== GOAL OF THE EXERCISE ==
Report each line of the listing that contains the word "dark", copying every such line in full.

== GIVEN DATA ==
****************

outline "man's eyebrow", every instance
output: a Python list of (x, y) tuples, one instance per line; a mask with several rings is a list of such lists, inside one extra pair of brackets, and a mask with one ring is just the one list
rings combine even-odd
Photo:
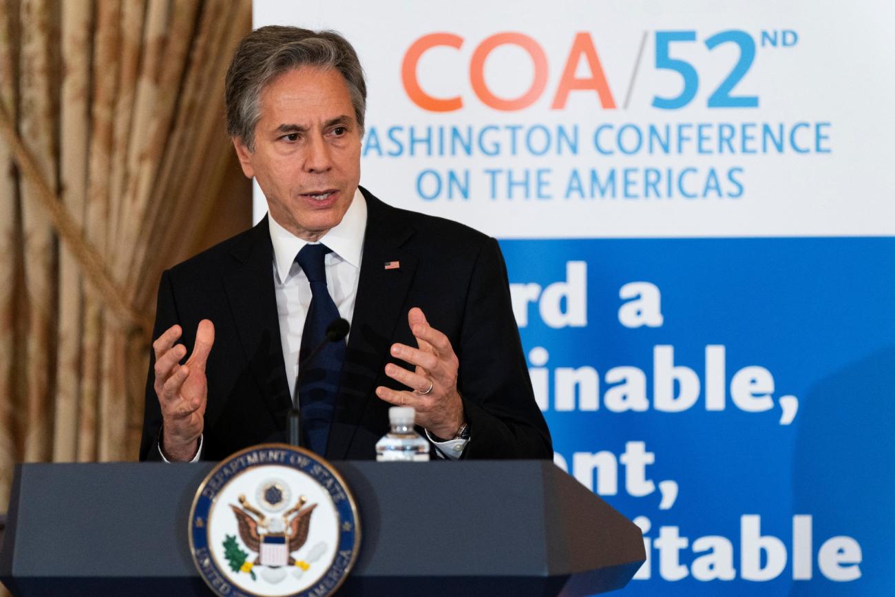
[(341, 116), (336, 116), (335, 118), (330, 118), (323, 124), (323, 128), (329, 128), (334, 124), (350, 124), (354, 119), (352, 116), (342, 115)]
[(300, 126), (298, 124), (280, 124), (277, 127), (277, 132), (306, 132), (307, 131), (307, 126)]

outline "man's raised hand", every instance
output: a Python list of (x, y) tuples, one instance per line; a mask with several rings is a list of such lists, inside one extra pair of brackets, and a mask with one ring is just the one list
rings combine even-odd
[(152, 343), (156, 355), (155, 390), (162, 410), (162, 451), (170, 461), (192, 459), (199, 449), (208, 380), (205, 364), (215, 342), (215, 327), (209, 320), (199, 322), (192, 354), (183, 365), (186, 347), (175, 342), (181, 336), (180, 326), (172, 326)]
[(386, 375), (411, 390), (397, 391), (379, 386), (376, 395), (393, 405), (413, 406), (416, 410), (416, 424), (439, 438), (450, 439), (464, 422), (463, 401), (456, 389), (460, 362), (450, 340), (429, 325), (422, 310), (411, 309), (407, 323), (419, 348), (393, 344), (391, 354), (416, 368), (409, 371), (388, 363)]

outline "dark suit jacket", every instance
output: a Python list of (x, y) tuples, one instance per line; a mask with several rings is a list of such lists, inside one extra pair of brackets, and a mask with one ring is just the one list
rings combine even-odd
[[(465, 458), (552, 458), (550, 437), (532, 391), (497, 242), (449, 220), (386, 205), (362, 189), (367, 229), (351, 333), (325, 456), (375, 457), (390, 405), (377, 386), (394, 342), (416, 345), (407, 311), (418, 306), (444, 332), (460, 362), (457, 389), (472, 439)], [(400, 268), (386, 269), (388, 261)], [(209, 356), (202, 458), (285, 441), (291, 405), (274, 295), (273, 247), (265, 217), (162, 274), (153, 337), (180, 324), (192, 352), (202, 319), (215, 324)], [(146, 383), (141, 460), (159, 460), (161, 412)]]

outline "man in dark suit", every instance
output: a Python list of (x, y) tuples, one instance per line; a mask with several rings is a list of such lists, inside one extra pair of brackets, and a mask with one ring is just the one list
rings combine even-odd
[[(497, 243), (358, 186), (366, 90), (351, 46), (262, 28), (226, 88), (268, 216), (162, 276), (141, 459), (282, 441), (295, 396), (305, 445), (328, 458), (373, 457), (390, 405), (416, 409), (442, 457), (552, 457)], [(338, 316), (347, 345), (325, 345), (298, 378), (319, 321)]]

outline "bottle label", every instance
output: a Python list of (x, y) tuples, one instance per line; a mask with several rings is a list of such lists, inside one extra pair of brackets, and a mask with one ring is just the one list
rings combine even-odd
[(400, 450), (382, 452), (376, 456), (379, 462), (429, 462), (429, 453), (408, 454)]

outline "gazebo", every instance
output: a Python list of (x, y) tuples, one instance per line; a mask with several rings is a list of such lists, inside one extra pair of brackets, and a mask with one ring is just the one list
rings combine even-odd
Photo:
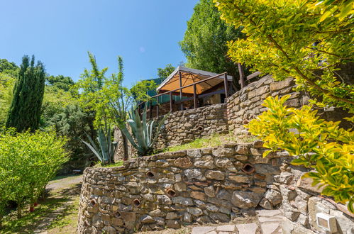
[[(170, 99), (169, 111), (171, 112), (176, 104), (179, 105), (179, 110), (184, 110), (186, 108), (184, 104), (193, 101), (193, 108), (197, 108), (199, 106), (199, 102), (203, 99), (218, 94), (223, 96), (220, 102), (223, 102), (228, 96), (232, 81), (232, 76), (227, 75), (226, 72), (216, 74), (179, 66), (156, 89), (157, 94), (153, 96), (153, 99), (156, 100), (154, 101), (156, 104), (156, 115), (159, 116), (160, 105), (162, 102), (166, 103), (161, 101), (162, 99)], [(165, 98), (162, 99), (162, 96)], [(149, 106), (150, 116), (152, 117), (152, 101)]]

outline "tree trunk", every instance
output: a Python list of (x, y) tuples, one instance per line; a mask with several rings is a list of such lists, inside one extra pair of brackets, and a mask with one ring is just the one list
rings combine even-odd
[(123, 140), (123, 151), (124, 151), (124, 157), (123, 160), (124, 161), (126, 161), (129, 157), (129, 152), (128, 152), (128, 140), (126, 139), (126, 135), (123, 133), (122, 133), (122, 140)]
[(21, 214), (21, 203), (18, 203), (17, 204), (17, 218), (20, 218), (22, 216)]

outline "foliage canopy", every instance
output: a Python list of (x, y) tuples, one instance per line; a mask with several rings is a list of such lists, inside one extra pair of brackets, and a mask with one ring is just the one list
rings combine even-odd
[(23, 56), (13, 88), (13, 98), (6, 120), (6, 128), (22, 132), (38, 128), (44, 94), (45, 71), (42, 62)]
[(354, 109), (353, 77), (339, 73), (353, 62), (353, 0), (214, 0), (221, 18), (244, 27), (245, 39), (228, 43), (236, 62), (276, 79), (296, 79), (321, 106)]
[(264, 157), (278, 149), (297, 156), (293, 165), (316, 169), (306, 174), (314, 179), (313, 186), (321, 184), (323, 194), (348, 202), (354, 213), (354, 132), (339, 128), (340, 122), (320, 119), (311, 106), (287, 108), (289, 97), (267, 98), (263, 106), (268, 110), (246, 127), (270, 149)]
[(216, 73), (227, 72), (238, 86), (237, 64), (227, 55), (226, 43), (243, 38), (242, 28), (235, 28), (220, 18), (211, 0), (201, 0), (187, 21), (184, 37), (179, 42), (187, 59), (187, 67)]

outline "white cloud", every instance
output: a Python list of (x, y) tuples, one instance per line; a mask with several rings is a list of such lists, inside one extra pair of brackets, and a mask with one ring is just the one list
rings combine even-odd
[(145, 52), (145, 48), (144, 48), (143, 46), (140, 46), (140, 47), (139, 48), (139, 51), (140, 51), (140, 52)]

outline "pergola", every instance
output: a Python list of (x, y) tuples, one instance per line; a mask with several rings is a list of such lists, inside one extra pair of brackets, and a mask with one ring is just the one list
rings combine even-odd
[[(225, 79), (227, 79), (227, 82), (232, 82), (231, 76), (226, 74), (222, 76), (222, 74), (178, 66), (156, 90), (158, 94), (169, 91), (175, 93), (175, 89), (180, 89), (177, 90), (177, 93), (182, 94), (182, 96), (193, 96), (194, 93), (197, 95), (200, 95), (214, 91), (216, 87), (225, 82)], [(213, 77), (215, 77), (208, 79)], [(193, 85), (194, 84), (195, 89)]]
[[(162, 95), (170, 95), (171, 112), (174, 101), (173, 95), (179, 96), (181, 110), (183, 110), (182, 102), (191, 100), (192, 97), (194, 100), (194, 107), (197, 108), (199, 98), (217, 94), (225, 94), (226, 97), (228, 97), (229, 84), (232, 81), (232, 76), (228, 76), (226, 72), (216, 74), (179, 66), (156, 89), (157, 94), (153, 96), (157, 100), (157, 116), (159, 113), (158, 97)], [(182, 99), (182, 97), (191, 98)]]

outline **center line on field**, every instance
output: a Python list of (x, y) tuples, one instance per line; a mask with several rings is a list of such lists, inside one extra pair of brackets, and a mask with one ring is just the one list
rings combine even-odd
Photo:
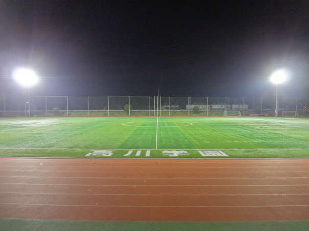
[(157, 134), (156, 135), (156, 150), (158, 149), (158, 118), (157, 118)]

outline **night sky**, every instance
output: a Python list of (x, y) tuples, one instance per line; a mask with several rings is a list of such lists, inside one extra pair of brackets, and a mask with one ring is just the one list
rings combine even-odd
[(309, 1), (0, 0), (0, 95), (309, 97)]

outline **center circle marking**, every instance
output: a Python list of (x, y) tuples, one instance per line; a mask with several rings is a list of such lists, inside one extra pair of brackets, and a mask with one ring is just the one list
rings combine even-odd
[[(172, 121), (160, 121), (160, 122), (165, 122), (165, 123), (180, 123), (181, 124), (184, 124), (183, 125), (173, 125), (173, 126), (158, 126), (158, 128), (167, 128), (167, 127), (185, 127), (186, 126), (191, 126), (193, 125), (193, 124), (192, 123), (189, 122), (172, 122)], [(146, 128), (156, 128), (157, 127), (157, 122), (156, 121), (151, 121), (147, 123), (155, 123), (156, 126), (140, 126), (140, 125), (132, 125), (131, 124), (133, 124), (136, 123), (140, 123), (140, 122), (126, 122), (123, 123), (122, 124), (124, 126), (128, 126), (129, 127), (146, 127)]]

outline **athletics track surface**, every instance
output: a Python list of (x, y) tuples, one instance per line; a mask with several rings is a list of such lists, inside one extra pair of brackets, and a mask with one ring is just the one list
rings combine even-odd
[(309, 220), (309, 159), (1, 158), (0, 187), (2, 218)]

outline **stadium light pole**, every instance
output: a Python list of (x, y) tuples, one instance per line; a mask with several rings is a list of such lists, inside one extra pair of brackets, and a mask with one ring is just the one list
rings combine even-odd
[(28, 90), (28, 117), (30, 117), (30, 88), (38, 81), (35, 72), (28, 68), (19, 67), (13, 72), (13, 78), (19, 84), (26, 87)]
[(280, 69), (274, 72), (270, 76), (270, 81), (276, 84), (276, 109), (275, 116), (278, 117), (278, 84), (284, 82), (288, 76), (287, 71)]

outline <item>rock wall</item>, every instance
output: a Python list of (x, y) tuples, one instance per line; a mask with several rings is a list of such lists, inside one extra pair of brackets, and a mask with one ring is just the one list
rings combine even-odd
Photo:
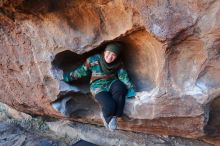
[(0, 12), (1, 102), (102, 124), (88, 79), (64, 84), (59, 73), (119, 40), (140, 98), (126, 101), (120, 129), (193, 138), (215, 129), (205, 130), (218, 123), (209, 115), (220, 97), (219, 0), (4, 0)]

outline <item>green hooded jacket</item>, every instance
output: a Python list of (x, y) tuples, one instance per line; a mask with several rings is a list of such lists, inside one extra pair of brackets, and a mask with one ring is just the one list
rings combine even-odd
[(101, 54), (95, 54), (86, 59), (81, 66), (64, 73), (63, 78), (65, 82), (77, 80), (86, 76), (90, 78), (90, 91), (93, 96), (102, 91), (109, 91), (111, 84), (116, 81), (122, 81), (127, 89), (126, 97), (133, 97), (136, 95), (134, 85), (128, 77), (128, 73), (123, 67), (123, 64), (117, 69), (114, 74), (106, 75), (100, 66)]

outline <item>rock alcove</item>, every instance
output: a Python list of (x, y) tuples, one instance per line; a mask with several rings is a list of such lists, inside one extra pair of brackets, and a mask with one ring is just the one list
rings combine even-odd
[[(209, 112), (217, 106), (210, 105), (220, 96), (220, 1), (5, 0), (0, 10), (1, 102), (64, 118), (50, 105), (65, 94), (55, 68), (76, 67), (93, 49), (119, 40), (141, 97), (127, 100), (128, 118), (119, 128), (190, 138), (210, 134), (204, 127), (215, 121)], [(68, 104), (78, 105), (70, 106), (77, 117), (69, 120), (102, 125), (87, 81), (67, 86), (80, 88), (68, 92), (77, 99)]]

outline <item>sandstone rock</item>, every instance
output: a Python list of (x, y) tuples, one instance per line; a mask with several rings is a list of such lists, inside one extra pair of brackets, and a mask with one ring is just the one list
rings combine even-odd
[(140, 99), (126, 101), (127, 118), (119, 128), (201, 137), (210, 103), (220, 96), (219, 5), (218, 0), (2, 1), (0, 101), (62, 118), (51, 104), (70, 95), (63, 104), (70, 120), (101, 124), (88, 79), (66, 85), (60, 76), (107, 42), (120, 40)]

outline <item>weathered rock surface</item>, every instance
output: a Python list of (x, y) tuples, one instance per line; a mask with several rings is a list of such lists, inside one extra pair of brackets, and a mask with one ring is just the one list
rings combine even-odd
[(220, 97), (219, 0), (5, 0), (0, 12), (1, 102), (63, 117), (51, 103), (68, 95), (63, 114), (101, 124), (88, 79), (63, 85), (55, 68), (74, 68), (120, 40), (140, 98), (127, 100), (120, 129), (193, 138), (215, 129), (219, 119), (208, 121)]

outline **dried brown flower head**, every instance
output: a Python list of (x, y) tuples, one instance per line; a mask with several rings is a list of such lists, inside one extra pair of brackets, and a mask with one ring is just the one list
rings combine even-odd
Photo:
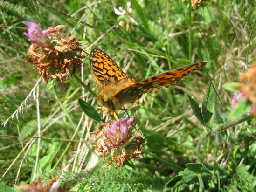
[(74, 38), (69, 40), (71, 34), (62, 38), (60, 30), (65, 26), (59, 25), (41, 31), (34, 23), (23, 21), (29, 28), (24, 34), (32, 43), (26, 60), (32, 63), (45, 82), (51, 76), (55, 81), (62, 82), (63, 78), (73, 74), (81, 66), (81, 54), (79, 43)]
[(256, 117), (256, 61), (252, 62), (250, 69), (239, 77), (238, 82), (240, 84), (236, 89), (252, 103), (251, 113)]
[[(21, 190), (22, 192), (56, 192), (60, 189), (60, 183), (57, 180), (57, 176), (53, 176), (52, 180), (44, 184), (41, 182), (39, 177), (37, 177), (37, 181), (35, 181), (29, 184), (16, 186), (15, 188)], [(62, 190), (61, 191), (64, 191)]]
[[(144, 140), (140, 132), (133, 131), (135, 126), (134, 117), (124, 116), (119, 123), (114, 120), (107, 123), (106, 129), (92, 133), (96, 135), (95, 149), (97, 152), (101, 153), (104, 158), (111, 156), (109, 164), (113, 161), (119, 167), (126, 158), (133, 159), (142, 156), (140, 145)], [(131, 138), (133, 139), (130, 141)]]

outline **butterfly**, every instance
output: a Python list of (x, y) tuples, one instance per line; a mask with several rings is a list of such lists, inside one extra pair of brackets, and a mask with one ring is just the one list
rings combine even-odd
[(205, 65), (201, 62), (171, 70), (136, 82), (125, 73), (107, 54), (98, 48), (90, 53), (90, 70), (99, 93), (96, 98), (102, 106), (114, 112), (144, 93), (175, 84), (183, 77)]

****************

== TASK RESULT ==
outline "dark suit jacket", every instance
outline "man in dark suit", every instance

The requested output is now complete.